_Requirement_
Find each line in the entries below that contains the word "black", and copy every such line. Case counts when matching.

_Records for the task_
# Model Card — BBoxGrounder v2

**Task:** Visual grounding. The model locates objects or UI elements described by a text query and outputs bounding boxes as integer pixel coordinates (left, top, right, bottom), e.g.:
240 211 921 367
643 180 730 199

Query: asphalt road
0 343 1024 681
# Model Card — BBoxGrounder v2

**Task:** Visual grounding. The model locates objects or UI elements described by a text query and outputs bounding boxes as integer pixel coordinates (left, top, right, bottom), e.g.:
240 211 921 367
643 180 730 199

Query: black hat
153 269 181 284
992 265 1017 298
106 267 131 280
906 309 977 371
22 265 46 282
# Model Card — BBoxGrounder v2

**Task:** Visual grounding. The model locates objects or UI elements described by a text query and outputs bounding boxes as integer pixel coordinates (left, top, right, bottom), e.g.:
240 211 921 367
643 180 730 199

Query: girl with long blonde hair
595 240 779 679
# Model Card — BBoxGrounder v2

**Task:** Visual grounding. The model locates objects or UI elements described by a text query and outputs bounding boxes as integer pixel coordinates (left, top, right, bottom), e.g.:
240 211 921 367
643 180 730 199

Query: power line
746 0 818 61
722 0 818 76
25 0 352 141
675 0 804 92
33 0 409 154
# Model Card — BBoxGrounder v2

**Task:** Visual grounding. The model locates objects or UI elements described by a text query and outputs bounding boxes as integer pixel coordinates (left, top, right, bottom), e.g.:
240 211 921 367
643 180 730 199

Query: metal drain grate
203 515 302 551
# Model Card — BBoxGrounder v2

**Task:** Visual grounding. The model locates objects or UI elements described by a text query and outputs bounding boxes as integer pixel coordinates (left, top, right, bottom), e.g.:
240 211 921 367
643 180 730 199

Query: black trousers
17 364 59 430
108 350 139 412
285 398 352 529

_Finished task_
Query: black hat
Query: black trousers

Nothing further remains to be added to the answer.